(Excerpts from a point labeling dataset)
-- -- --

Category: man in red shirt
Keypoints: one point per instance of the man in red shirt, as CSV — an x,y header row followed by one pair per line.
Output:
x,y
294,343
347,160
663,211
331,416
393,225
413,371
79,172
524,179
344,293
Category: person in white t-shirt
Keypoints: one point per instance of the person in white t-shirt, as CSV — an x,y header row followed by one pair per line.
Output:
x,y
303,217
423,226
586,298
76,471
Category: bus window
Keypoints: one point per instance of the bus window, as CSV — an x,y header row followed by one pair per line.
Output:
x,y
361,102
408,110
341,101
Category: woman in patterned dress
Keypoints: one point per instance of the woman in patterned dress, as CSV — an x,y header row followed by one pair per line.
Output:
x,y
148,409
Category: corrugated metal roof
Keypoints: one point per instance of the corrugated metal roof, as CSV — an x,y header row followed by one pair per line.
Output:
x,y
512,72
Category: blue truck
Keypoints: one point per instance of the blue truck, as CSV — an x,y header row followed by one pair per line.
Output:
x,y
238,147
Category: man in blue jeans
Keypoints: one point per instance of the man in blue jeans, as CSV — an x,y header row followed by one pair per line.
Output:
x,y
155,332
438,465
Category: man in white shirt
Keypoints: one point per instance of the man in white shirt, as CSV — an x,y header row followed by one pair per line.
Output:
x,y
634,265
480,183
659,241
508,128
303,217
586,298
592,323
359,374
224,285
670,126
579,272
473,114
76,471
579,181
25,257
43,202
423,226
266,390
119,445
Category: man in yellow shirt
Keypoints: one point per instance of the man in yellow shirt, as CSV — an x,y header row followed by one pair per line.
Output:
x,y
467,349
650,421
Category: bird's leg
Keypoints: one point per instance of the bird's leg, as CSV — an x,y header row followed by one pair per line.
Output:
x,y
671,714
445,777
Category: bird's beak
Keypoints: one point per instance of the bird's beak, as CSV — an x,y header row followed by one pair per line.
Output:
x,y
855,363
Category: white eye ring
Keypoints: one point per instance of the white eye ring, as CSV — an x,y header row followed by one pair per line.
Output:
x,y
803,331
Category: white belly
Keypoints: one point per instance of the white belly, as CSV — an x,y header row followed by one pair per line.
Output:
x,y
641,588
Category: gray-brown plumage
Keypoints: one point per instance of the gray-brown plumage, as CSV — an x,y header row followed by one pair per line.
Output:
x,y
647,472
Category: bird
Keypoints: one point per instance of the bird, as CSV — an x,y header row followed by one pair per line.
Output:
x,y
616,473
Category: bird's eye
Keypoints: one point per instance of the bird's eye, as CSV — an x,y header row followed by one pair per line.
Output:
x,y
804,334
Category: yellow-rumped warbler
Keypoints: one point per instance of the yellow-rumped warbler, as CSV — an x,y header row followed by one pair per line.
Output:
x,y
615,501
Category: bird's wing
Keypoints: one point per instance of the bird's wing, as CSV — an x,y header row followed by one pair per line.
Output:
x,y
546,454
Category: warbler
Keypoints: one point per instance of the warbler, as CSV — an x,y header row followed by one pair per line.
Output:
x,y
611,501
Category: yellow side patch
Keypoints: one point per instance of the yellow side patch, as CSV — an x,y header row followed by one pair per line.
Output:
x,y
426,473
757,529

-- -- --

* Task prompt: Please copy out all of the entries above, substituting "Target" for every "Category" and leaving everything else as it is.

* Finished task:
Target: man in red shirt
Keypoints: one point per instance of the man in red shirt, as CSV — an x,y header row followed by one pair per line.
Output:
x,y
294,343
347,160
663,211
331,416
393,225
413,371
79,172
524,179
344,293
Target: person in white t-shirt
Keypoints: one point per instance of the person in white t-shirt, as CSV — an x,y header row followed by one pair per line.
Output:
x,y
303,217
423,226
586,298
76,471
Target: bus window
Keypoints: one point per instance of the bus window, as CSV — an x,y header row followed by one pair per line.
Output:
x,y
361,102
408,110
341,101
Target: woman in patterned dress
Keypoints: one point per instance of the woman in patterned dress, as CSV — an x,y header row followed by one pair per line.
Output:
x,y
148,409
Target: corrugated metal roof
Keypoints: one point per instance of the corrugated metal roof, as CSV — an x,y header row followed by one pair per line.
Output:
x,y
512,72
Target: blue truck
Keypoints: one point per instance of the blue truck, as CSV — an x,y header row followed by one pair per line.
Output:
x,y
238,147
Target: man in blue jeans
Keypoints: one point per instance of the man in blue jeans, as CSV — an x,y header row followed by one pair per line.
Output:
x,y
155,332
438,465
Target: man in white shirt
Keypoints: one point per instance of the man in white shirt, as CSV — an x,y header row followed by one pair per line.
Output:
x,y
634,265
480,183
659,241
508,128
303,217
586,298
592,323
359,374
224,285
670,126
579,272
473,114
76,471
579,181
25,257
43,202
423,226
266,390
119,445
Target: man in yellow shirt
Keypoints: one point per instance of the man in yellow shirt, as CSV — an x,y header row followed by one pair per line.
Output:
x,y
467,349
650,421
Target: bird's leg
Keypoints: one point per instance of the bird's leg, as CSV — an x,y header row followed by one pair per line.
Output:
x,y
671,714
445,777
Target: bird's beak
Keypoints: one point per instance of the bird's beak, as CSV — an x,y header row followed by one pair per line.
Output:
x,y
855,363
Target: white eye ring
Keypoints: one point per instance of the white eye ring, as CSV — an x,y header row followed by one pair per line.
Output:
x,y
803,331
Target: white belly
Keypoints: one point per instance of the white belly, as CSV — an x,y header row followed by one pair per line.
Output:
x,y
641,588
Target: gray-brown plumage
Keypoints: one point per instance of the gray-brown plumage, as CSV — an x,y header row followed by one pair per line.
Output:
x,y
647,472
Target: bird
Keypoints: one point per instance of the bird, as CSV — an x,y header row followed by one pair per line.
Output:
x,y
616,473
Target: bird's eye
Keypoints: one point per instance of the bird's eye, as CSV — an x,y header row followed by one pair per line.
Output:
x,y
804,334
Target: yellow-rumped warbler
Keypoints: one point per instance of the yellow-rumped warbler, as CSV — an x,y header row followed by one pair per line.
Output:
x,y
615,501
Target: bird's wing
Keypoints: one point per instance of the bird's wing, as CSV — an x,y header row followed by one pair per line.
Output:
x,y
546,454
Target: warbler
Keypoints: one point per instance of the warbler, as CSV — an x,y header row followed by one pair per line.
Output:
x,y
611,501
Target: yellow side patch
Keypoints: one point per instance of the yellow side patch, as CSV — an x,y header row followed by one pair per line.
Output:
x,y
426,473
757,529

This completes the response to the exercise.